**SOURCE EXTRACT**
***
Thanks for pointing it out.

------
bjterry
The creators of the site have a particular political axe to grind, and because
they grind it in every question, it subverts its own purpose. Rather than
trying to simply ask, "What do I think this number is because of how much I
know about the world I live in" it's "What do I think this number is,
conditioned on the fact that this particular person included it as a question
on the site and chose these particular buckets." Rather than making you better
at estimating things, it will make you worse because the questions are
systematically exaggerated for difficulty.

Because the goal of each question is to get people to select the wrong answer,
the buckets are arbitrarily sized to make guessing difficult, the sources are
chosen to be those that have a particular bias, and the questions are worded
in ways to make the question misleading on first read.

The main reason this causes me to cast mild aspersions on it is because it's
such a missed opportunity. I post this as someone sympathetic to the authors'
views, but who is more sympathetic to accurate discourse. People don't know
what they don't know, and it's in everyone's best interest to become well-
calibrated to their uncertainty. Instead the site will just be ignored by
people with opposing political views, and used as back-patting fodder for
people who are in support of these political views. It would be much better if
it asked a wider variety of questions, scored you based on how close you were
rather than simply right or wrong, had ways of signalling and scoring your
uncertainty for each question, and had reasonable buckets for each question. I
understand that this may not serve the ends of the creators as well, however.
***
**ENTRIES PROVIDED**
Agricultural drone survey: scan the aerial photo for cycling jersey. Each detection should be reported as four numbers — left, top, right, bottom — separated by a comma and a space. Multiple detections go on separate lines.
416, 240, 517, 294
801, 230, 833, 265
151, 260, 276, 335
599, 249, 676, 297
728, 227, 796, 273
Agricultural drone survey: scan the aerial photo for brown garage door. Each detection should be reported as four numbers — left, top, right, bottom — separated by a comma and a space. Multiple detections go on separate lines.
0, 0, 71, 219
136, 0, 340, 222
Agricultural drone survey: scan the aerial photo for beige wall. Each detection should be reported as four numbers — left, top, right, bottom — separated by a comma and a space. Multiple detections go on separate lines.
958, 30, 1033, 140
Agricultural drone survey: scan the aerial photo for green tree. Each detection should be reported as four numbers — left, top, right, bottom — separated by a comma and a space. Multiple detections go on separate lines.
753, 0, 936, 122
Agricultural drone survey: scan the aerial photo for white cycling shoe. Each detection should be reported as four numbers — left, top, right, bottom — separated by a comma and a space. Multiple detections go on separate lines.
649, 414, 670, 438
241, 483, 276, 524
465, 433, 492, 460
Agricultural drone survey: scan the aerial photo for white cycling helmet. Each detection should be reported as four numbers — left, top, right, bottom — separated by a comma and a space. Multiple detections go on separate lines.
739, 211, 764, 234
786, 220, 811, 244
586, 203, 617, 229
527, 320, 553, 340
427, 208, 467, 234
***
**EXERCISE DETAILS**
Carry the forum comment criticizing the quiz site's biased questions forward from the point where it stops. The records were taken from a different source than the text.

**EXPECTED ANSWER**
Some examples:

What was the average American college student's college-related debt in 2013?
(The actual source is for college GRADUATES, not college students)

How old is the known universe, in years? (One answer is 7000 years, the other
is 14 billion years)

What percentage of animal species are headed to extinction in the next
century? (This is sourced to Democracy Now! and the exact quote of the source
is "Scientists say we are now experiencing the sixth extinction, with up to 50
percent of all living species in danger of disappearing by the end of the
century" which is a lot more hedging than the question implies. >10% of the
questions on the site are related to percentages of animal extinction [Like
what I did there?].)

What percent of U.S. prison inmates are functionally illiterate? (The
definition of functionally illiterate is very counterintuitive to the average
person, so this question doesn't mean what you think it means)

What percentage of inmates in U.S. federal prisons have mental health
problems? (This refers to people who have reported symptoms of mental health
problems, not those who were diagnosed as having mental health problems)

These are just the first random questions I clicked on, and by no means
exhaustive.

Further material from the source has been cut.